→ Requirements
**1.** Copy the part of the Africology program description that opens with the words containing "Integrates theoretical perspectives" and closes with "Dept’s internship director.".
**2.** In the Africology program description, what course number is given for the capstone internship seminar?
**3.** Go on with the Africology program description from the point where it stops.

→ Text segment

** START **

The MA program in Africology and African American Studies is an advanced theoretical, practical and critical examination of the lived experiences of peoples of African descent, which is designed to equip students with managerial-level, diversity-oriented intellectual knowledge and skills required to serve effectively in organizations, enterprises, companies, and businesses with diverse clientele. It offers two optional tracks: Applied or Thesis-based with a concentration in Africology & African American Studies courses, but, in each case, students are required to choose a complementary focus according to their intellectual or vocational orientation or their undergraduate degrees—from among participating disciplinary programs/departments across academic disciplines and programs of Eastern Michigan University.
Integrates theoretical perspectives and disciplinary knowledge with practical skills and training required to serve constituent organizations, enterprises, companies, and businesses in diverse communities of the United States and beyond.
A capstone internship seminar will serve as the major element of the second-year’s field experience phase of the program. Typically, the project will involve working with companies and/or organizations in the region or elsewhere that serve a diverse clientele. During the internship period, the student will work under the guidance of two supervisors: the DAAAS internship director through a capstone internship seminar (AFC 603 ) and a representative of the internship placement institution who will oversee the student’s activities and will report periodically to the AAAS Dept’s internship director.
The main goal of this track is to ensure that the theoretical, methodological, and functional dimensions of the degree will complement one another, and thus, increase the students’ preparedness to tackle a diverse range of issues that affect the lives and experiences of the African world, particularly the African Diaspora. The ultimate goal is to help promote democratic, pluralistic, and multicultural approaches to phenomena in contemporary society.

** END **

→ Data lines

** START **

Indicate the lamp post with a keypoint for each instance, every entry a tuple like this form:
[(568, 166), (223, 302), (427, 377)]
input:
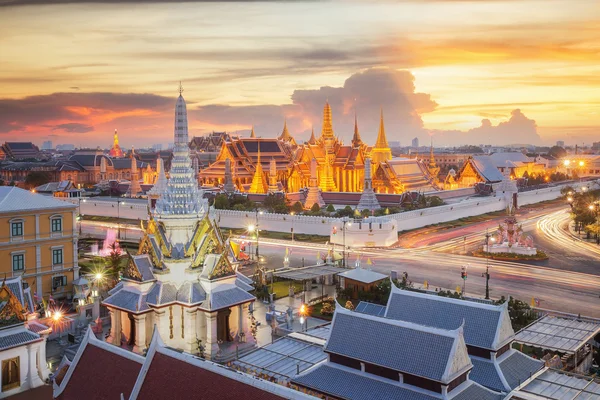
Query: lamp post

** END **

→ Answers to the tasks
**1.**
Integrates theoretical perspectives and disciplinary knowledge with practical skills and training required to serve constituent organizations, enterprises, companies, and businesses in diverse communities of the United States and beyond.
A capstone internship seminar will serve as the major element of the second-year’s field experience phase of the program. Typically, the project will involve working with companies and/or organizations in the region or elsewhere that serve a diverse clientele. During the internship period, the student will work under the guidance of two supervisors: the DAAAS internship director through a capstone internship seminar (AFC 603 ) and a representative of the internship placement institution who will oversee the student’s activities and will report periodically to the AAAS Dept’s internship director.

**2.** AFC 603

**3.**
The track encompasses a composite knowledge of African peoples’ historical and contemporary experiences and of the discipline of Africology in relation to other areas in the humanities, social sciences, and natural sciences. This is an intensive academic, writing and researching track aimed at students’ acquisition of (1) a deep insight into the particular nature of the African American and African experiences and (2) knowledge and skills necessary to contribute to the advancement of conversations about the African and African diasporic experiences, both historically and contemporarily. Coursework and guided research will be developed and assessed in accord with both prescribed departmental standards and applicable standards of the Graduate School.
Applicants must meet the minimum Graduate School admission requirements (see Graduate Admissions or International Admissions) and complete a Graduate Application.
Applicants must also meet the following program requirements:
- A cumulative 3.0 undergraduate Grade Point Average (GPA)
- A statement of purpose
- Two (2) letters of recommendation from college professors attesting to the student’s ability to pursue graduate-level work
- Writing sample
- A Curriculum Vitae/Resume
Graduate Assistantship application (optional)
Transfer Credit (optional)
- With the approval of the AAAS Director of Graduate Studies, a student may apply to have up to 9 graduate credits completed at other accredited institutions counted towards completion of the Master of Arts in Africology & African American Studies.
- The intended transfer credit courses cannot date back more than five (5) years before matriculation in the Department of Africology & African American graduate program. The application for these credits is to be made during the first semester of the student’s enrollment in the AAAS graduate program. The student should discuss with the AAAS Director of Graduate Studies advisor, the specific courses she or he wishes to transfer and then submit:
- A letter specifying each course the student wishes to have considered for credit toward the AAAS MA program,
- Supporting documents (e.g., syllabi, course descriptions from college catalogs, a letter from the transfer course instructor or department) showing the overlap, relevance, or similarity-in-content between the intended transfer course and a specific AFC graduate course, and
- An official transcript from the previous institution.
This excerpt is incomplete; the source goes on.